===== MATERIAAL =====

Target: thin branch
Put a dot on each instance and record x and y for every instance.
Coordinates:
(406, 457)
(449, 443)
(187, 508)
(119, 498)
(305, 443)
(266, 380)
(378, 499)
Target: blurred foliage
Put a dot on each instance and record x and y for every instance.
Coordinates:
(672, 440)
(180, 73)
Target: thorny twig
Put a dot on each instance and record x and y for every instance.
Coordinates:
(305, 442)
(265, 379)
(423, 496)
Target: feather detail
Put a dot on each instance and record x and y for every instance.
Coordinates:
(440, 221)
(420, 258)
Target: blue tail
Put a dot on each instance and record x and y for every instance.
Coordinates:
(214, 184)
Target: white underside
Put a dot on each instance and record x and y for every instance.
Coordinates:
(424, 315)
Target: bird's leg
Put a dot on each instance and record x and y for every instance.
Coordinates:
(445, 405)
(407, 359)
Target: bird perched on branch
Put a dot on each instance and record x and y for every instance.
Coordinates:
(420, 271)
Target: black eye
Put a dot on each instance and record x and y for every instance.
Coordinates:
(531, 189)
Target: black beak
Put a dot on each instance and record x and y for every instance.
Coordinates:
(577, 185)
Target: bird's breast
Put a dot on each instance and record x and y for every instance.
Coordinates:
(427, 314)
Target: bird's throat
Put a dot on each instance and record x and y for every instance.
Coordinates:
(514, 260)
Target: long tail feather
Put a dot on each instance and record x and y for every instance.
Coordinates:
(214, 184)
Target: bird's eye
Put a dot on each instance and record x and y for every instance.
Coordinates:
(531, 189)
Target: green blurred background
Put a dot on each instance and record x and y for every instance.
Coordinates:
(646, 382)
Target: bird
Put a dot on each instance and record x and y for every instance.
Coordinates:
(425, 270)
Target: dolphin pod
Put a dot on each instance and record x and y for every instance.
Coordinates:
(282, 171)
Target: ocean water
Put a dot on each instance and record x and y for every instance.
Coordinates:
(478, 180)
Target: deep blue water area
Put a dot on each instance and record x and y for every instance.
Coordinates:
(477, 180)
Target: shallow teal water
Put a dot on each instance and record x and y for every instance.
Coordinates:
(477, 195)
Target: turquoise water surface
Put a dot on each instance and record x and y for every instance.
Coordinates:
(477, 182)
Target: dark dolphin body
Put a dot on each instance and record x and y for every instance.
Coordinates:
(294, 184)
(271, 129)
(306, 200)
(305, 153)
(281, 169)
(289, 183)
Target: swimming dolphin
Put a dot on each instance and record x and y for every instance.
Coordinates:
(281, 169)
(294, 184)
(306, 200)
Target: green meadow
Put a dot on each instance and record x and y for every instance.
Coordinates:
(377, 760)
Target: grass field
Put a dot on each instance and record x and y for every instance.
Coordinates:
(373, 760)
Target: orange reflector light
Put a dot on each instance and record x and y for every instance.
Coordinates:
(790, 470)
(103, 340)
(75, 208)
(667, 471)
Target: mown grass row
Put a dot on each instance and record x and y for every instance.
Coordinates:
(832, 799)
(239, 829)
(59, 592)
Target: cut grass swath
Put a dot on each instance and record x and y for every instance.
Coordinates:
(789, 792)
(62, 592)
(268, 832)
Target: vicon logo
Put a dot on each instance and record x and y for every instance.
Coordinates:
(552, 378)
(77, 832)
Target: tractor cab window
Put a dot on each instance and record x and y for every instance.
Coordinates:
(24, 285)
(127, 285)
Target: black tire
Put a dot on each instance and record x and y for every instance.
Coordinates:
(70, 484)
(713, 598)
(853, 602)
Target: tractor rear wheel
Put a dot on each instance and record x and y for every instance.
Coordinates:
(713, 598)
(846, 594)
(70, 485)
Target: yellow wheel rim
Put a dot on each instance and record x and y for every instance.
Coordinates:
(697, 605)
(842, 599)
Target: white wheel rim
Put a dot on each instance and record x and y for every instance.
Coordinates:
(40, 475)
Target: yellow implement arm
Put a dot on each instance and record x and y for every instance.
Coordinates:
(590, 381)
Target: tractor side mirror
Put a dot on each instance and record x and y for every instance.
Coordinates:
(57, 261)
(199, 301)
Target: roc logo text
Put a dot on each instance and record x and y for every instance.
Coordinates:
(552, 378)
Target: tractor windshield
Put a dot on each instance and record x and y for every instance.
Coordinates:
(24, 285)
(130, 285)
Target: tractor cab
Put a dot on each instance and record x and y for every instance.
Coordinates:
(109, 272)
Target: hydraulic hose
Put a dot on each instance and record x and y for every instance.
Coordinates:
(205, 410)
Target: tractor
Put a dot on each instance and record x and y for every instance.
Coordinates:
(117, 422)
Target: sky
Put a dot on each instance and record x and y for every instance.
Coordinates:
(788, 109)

=====

:: WAT JE DOET ::
Zet de regels vanaf de regel met "Target: sky" tot en met het einde van de rijen om in een Markdown-tabel met de kolommen Nummer en Regel. Laat lege regels weg.

:: ANTWOORD ::
| Nummer | Regel |
|---|---|
| 1 | Target: sky |
| 2 | Put a dot on each instance and record x and y for every instance. |
| 3 | Coordinates: |
| 4 | (788, 109) |